**TASK DIRECTIONS:**
Convert the records from the line with "Mark every instance of the woman with" up to and including the line with "x=527 y=219" into a JSON list of strings, one string per line, leaving out blank lines.

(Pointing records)
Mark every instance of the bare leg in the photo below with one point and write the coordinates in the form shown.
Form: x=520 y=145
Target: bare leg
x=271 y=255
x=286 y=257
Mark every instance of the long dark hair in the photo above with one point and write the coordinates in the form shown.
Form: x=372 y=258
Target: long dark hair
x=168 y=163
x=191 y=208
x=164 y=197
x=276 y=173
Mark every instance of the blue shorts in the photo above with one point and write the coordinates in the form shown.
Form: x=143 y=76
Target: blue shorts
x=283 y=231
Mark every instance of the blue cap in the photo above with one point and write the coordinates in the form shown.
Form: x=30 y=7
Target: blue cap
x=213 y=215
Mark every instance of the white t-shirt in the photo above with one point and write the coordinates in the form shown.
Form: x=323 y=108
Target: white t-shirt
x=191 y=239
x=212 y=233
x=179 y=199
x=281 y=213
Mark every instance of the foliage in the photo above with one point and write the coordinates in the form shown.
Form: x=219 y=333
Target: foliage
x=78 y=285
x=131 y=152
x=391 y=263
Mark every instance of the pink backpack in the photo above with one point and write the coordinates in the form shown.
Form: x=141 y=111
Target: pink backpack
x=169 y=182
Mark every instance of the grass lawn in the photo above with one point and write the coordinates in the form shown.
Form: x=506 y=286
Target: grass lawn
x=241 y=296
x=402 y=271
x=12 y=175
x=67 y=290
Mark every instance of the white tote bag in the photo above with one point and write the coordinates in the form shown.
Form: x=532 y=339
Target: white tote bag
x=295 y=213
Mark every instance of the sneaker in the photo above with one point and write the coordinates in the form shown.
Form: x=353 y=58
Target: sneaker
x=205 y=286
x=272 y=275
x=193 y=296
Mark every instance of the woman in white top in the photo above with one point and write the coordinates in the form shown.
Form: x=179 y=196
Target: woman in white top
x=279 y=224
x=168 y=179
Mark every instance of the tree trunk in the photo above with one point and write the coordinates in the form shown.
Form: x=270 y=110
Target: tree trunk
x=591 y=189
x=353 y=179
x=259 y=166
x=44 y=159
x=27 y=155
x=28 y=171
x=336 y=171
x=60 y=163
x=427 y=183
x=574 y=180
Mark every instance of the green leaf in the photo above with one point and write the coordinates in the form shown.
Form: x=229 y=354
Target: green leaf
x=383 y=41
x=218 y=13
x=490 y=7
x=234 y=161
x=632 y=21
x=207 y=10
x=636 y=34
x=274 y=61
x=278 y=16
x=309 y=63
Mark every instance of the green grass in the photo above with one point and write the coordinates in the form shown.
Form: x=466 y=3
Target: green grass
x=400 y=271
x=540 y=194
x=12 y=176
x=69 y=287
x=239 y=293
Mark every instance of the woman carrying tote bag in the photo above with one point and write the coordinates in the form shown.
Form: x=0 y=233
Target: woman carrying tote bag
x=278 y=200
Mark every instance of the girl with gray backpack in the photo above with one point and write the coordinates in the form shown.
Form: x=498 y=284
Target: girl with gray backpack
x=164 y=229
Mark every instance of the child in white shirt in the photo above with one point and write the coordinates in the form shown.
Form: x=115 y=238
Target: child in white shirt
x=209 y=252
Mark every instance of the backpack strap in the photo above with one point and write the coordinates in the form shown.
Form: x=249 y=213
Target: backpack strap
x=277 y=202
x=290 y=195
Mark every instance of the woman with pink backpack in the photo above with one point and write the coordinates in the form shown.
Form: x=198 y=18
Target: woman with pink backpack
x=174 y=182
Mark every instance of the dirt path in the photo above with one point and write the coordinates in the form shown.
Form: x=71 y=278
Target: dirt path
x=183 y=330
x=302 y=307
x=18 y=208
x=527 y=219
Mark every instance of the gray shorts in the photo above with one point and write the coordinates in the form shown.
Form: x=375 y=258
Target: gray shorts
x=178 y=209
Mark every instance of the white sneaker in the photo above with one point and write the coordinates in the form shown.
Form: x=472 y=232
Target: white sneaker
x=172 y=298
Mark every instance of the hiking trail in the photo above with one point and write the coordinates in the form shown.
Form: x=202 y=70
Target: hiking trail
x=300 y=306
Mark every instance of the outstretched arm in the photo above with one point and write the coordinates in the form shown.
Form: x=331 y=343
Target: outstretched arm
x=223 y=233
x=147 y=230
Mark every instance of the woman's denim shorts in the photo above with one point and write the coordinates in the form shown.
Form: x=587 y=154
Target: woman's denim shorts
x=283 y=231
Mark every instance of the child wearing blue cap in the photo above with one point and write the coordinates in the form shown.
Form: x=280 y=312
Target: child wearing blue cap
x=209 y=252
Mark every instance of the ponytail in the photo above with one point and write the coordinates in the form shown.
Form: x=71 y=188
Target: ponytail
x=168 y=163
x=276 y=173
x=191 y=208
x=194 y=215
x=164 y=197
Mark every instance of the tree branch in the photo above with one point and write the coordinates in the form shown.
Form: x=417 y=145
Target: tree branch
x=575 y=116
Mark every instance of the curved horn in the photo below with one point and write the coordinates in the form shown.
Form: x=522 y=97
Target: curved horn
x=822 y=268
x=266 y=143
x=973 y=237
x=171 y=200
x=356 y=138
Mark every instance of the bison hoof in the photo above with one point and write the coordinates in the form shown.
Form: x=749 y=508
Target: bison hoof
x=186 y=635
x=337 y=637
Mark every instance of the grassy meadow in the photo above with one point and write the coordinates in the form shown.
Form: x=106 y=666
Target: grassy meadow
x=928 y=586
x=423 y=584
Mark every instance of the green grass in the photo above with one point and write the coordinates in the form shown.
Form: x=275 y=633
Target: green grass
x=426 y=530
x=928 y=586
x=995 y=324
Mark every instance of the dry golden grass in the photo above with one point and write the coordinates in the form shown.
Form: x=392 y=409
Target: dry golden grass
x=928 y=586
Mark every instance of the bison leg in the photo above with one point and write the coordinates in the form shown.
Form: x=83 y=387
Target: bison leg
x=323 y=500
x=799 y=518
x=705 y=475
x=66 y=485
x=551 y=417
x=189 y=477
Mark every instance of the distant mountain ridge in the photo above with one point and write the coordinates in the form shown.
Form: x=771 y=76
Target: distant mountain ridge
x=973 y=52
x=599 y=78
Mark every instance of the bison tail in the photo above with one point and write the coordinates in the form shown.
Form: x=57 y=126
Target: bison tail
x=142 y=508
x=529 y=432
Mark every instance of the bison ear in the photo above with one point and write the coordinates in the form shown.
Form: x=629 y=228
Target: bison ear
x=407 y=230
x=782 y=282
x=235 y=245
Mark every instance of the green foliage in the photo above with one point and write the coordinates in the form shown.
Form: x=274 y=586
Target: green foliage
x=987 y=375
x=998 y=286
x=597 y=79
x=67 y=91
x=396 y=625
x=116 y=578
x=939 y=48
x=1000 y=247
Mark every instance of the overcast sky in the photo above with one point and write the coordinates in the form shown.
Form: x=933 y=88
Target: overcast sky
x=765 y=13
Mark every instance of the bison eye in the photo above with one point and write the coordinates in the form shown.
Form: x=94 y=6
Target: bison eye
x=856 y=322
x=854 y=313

**RESPONSE TO THIS EXERCISE:**
[
  "Mark every instance of the woman with pink backpack in the photo above with one point and write the coordinates in the form shown.",
  "Form: x=198 y=18",
  "Target: woman with pink backpack",
  "x=174 y=182",
  "Mark every instance of the dirt path in the photo above with one point and write the coordinates in the form shown.",
  "Form: x=71 y=278",
  "Target: dirt path",
  "x=183 y=330",
  "x=302 y=307",
  "x=18 y=208",
  "x=527 y=219"
]